* _Do this_: Reproduce the records below, changing every "Reviewer note" to "Annotator note" and leaving everything else as it stands.

********************

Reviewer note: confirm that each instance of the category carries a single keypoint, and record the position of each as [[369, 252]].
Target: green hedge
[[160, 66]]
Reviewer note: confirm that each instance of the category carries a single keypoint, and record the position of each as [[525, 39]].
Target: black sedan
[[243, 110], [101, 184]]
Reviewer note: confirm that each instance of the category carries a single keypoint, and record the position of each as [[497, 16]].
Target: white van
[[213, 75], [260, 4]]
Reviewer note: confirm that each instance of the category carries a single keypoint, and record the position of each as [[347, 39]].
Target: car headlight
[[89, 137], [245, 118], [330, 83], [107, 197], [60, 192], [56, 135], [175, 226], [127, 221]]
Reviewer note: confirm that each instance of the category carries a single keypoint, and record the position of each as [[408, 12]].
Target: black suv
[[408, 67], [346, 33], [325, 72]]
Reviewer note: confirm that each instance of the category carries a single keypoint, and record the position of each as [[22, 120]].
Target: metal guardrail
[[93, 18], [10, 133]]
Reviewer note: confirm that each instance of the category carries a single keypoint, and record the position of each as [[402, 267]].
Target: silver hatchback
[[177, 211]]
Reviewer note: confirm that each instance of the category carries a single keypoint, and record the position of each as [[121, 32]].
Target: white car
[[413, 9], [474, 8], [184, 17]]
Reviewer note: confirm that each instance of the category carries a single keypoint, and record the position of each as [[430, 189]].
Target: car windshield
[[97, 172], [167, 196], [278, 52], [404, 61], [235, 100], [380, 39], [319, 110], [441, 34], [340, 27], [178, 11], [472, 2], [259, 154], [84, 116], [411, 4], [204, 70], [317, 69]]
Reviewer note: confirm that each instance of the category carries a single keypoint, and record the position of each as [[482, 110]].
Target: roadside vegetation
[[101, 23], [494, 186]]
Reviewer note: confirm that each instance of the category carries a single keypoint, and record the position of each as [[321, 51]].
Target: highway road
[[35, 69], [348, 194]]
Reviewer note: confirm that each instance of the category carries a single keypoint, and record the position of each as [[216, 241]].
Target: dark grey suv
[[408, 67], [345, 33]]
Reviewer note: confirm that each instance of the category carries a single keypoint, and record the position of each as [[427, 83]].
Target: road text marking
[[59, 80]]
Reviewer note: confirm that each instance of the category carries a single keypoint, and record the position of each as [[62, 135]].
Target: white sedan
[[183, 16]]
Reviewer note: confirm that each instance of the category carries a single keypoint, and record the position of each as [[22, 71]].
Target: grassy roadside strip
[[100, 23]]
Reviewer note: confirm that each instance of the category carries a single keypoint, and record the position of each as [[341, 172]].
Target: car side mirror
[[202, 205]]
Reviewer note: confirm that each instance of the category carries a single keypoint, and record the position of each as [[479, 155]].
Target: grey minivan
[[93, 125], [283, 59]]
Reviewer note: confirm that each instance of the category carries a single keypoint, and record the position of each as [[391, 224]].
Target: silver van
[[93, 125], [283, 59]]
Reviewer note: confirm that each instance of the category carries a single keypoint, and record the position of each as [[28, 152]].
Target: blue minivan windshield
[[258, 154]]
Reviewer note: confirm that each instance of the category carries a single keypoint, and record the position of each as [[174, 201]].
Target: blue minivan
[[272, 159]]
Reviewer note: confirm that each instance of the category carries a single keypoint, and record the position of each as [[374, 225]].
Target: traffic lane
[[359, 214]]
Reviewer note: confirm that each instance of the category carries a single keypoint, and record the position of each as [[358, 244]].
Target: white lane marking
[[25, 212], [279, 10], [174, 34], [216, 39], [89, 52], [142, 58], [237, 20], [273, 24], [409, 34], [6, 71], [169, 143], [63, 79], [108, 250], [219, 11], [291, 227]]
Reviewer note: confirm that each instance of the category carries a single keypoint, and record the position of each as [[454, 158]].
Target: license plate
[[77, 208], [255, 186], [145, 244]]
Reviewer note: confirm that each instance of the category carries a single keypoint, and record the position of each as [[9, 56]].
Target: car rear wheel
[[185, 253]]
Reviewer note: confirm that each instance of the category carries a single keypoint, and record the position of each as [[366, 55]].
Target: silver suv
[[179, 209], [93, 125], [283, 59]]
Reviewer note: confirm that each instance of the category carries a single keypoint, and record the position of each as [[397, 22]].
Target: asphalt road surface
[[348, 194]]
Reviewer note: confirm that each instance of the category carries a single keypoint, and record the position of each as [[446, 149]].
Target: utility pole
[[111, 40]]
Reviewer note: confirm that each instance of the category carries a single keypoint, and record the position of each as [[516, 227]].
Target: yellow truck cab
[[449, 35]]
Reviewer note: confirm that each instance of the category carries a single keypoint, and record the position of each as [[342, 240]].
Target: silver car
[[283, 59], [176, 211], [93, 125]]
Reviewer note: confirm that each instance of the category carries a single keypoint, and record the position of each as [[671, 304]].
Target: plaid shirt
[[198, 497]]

********************

* _Task output_:
Annotator note: confirm that each instance of the category carries a single keypoint, and record the position of each as [[369, 252]].
Target: green hedge
[[160, 66]]
Annotator note: confirm that each instance of the category carries a single keypoint, and record the position of each as [[525, 39]].
Target: black sedan
[[243, 110], [101, 184]]
Annotator note: confirm that each instance of the category carries a single keypoint, and record the position of each as [[497, 16]].
Target: white van
[[213, 75], [260, 4]]
Annotator note: confirm that each instance of the category carries a single keypoint, and record the position of each as [[347, 39]].
Target: car headlight
[[89, 137], [245, 118], [330, 83], [107, 197], [60, 192], [56, 135], [175, 226], [127, 221]]
Annotator note: confirm that each instance of the category carries a single keypoint, and record the position of each as [[408, 12]].
Target: black suv
[[408, 67], [346, 33], [325, 72]]
Annotator note: confirm that each instance of the category carries a single keypoint, and record the position of each as [[22, 120]].
Target: metal guardrail
[[93, 18], [10, 133]]
Annotator note: confirm that each instance of the category carries a single keypoint, and record the position of each as [[402, 267]].
Target: silver hatchback
[[177, 211]]
Annotator note: confirm that each instance of the category carries a single keypoint, and record the position of each as [[121, 32]].
Target: white car
[[413, 9], [474, 8], [184, 17]]
Annotator note: confirm that each instance of the category carries a single keypoint, and record the position of each as [[430, 189]].
Target: car windshield
[[97, 172], [167, 196], [278, 52], [404, 61], [235, 100], [380, 39], [319, 110], [441, 34], [340, 27], [178, 11], [472, 2], [259, 154], [84, 116], [411, 4], [204, 70], [317, 69]]
Annotator note: confirm that each instance of the category carries a single keypoint, and record the position of each as [[482, 110]].
Target: roadside vegetation
[[101, 23], [494, 186]]
Annotator note: confirm that each instance of the category carries a single keypoint, and record the position of each as [[321, 51]].
Target: highway road
[[35, 69], [348, 194]]
Annotator note: confirm that each instance of the category carries a single keypoint, and record the position of each as [[216, 241]].
Target: dark grey suv
[[408, 67], [345, 33]]
Annotator note: confirm that each instance of the category carries a single keypoint, and record the position of each as [[427, 83]].
Target: road text marking
[[59, 80]]
Annotator note: confirm that each instance of the category carries a single keypoint, and record the position of each as [[62, 135]].
Target: white sedan
[[183, 16]]
Annotator note: confirm that each instance of the category carries a single keypoint, and record the position of each as [[22, 71]].
Target: grassy roadside strip
[[100, 23]]
Annotator note: confirm that each instance of the category carries a single keypoint, and record the position of each as [[341, 172]].
Target: car side mirror
[[202, 205]]
Annotator note: confirm that each instance of the category carries a single keypoint, and record the position of each as [[479, 155]].
Target: grey minivan
[[93, 125], [283, 59]]
Annotator note: confirm that each instance of the category carries a single keypoint, and record the position of each as [[391, 224]].
Target: silver van
[[93, 125], [283, 59]]
Annotator note: confirm that each instance of the category carries a single keypoint, and record the position of each as [[28, 152]].
Target: blue minivan windshield
[[258, 154]]
Annotator note: confirm that each instance of the category carries a single keypoint, and record the position of each as [[174, 201]].
Target: blue minivan
[[272, 159]]
Annotator note: confirm that each instance of the category carries a single keypoint, and record the position of each as [[374, 225]].
Target: traffic lane
[[359, 214]]
Annotator note: confirm that each instance of the category carries a single keypoint, and record the position of each as [[358, 244]].
Target: white lane marking
[[25, 212], [279, 10], [174, 34], [216, 39], [89, 52], [142, 58], [237, 20], [273, 24], [409, 34], [6, 71], [169, 143], [63, 79], [108, 250], [219, 11], [291, 227]]
Annotator note: confirm that each instance of the category carries a single keypoint, and record the position of each as [[454, 158]].
Target: license plate
[[77, 208], [255, 186], [145, 244]]
Annotator note: confirm that each instance of the category carries a single keypoint, and record the position of each as [[9, 56]].
Target: car rear wheel
[[185, 253]]
Annotator note: confirm that each instance of the category carries a single keypoint, and record the position of each as [[366, 55]].
Target: silver suv
[[179, 209], [93, 125], [283, 59]]
Annotator note: confirm that each instance of the category carries a single keypoint, and record the position of each as [[397, 22]].
Target: asphalt road surface
[[348, 194]]
Annotator note: confirm that each instance of the category carries a single keypoint, and record the position of each as [[446, 149]].
Target: utility pole
[[111, 40]]
Annotator note: confirm that each instance of the category carries a single keypoint, and record the position of each as [[516, 227]].
Target: yellow truck cab
[[449, 35]]
Annotator note: confirm that each instance of the category carries a single keypoint, and record the position of each as [[342, 240]].
Target: silver car
[[283, 59], [176, 211], [93, 125]]
Annotator note: confirm that each instance of the category carries a single keypoint, and record the position of each as [[671, 304]].
Target: plaid shirt
[[198, 497]]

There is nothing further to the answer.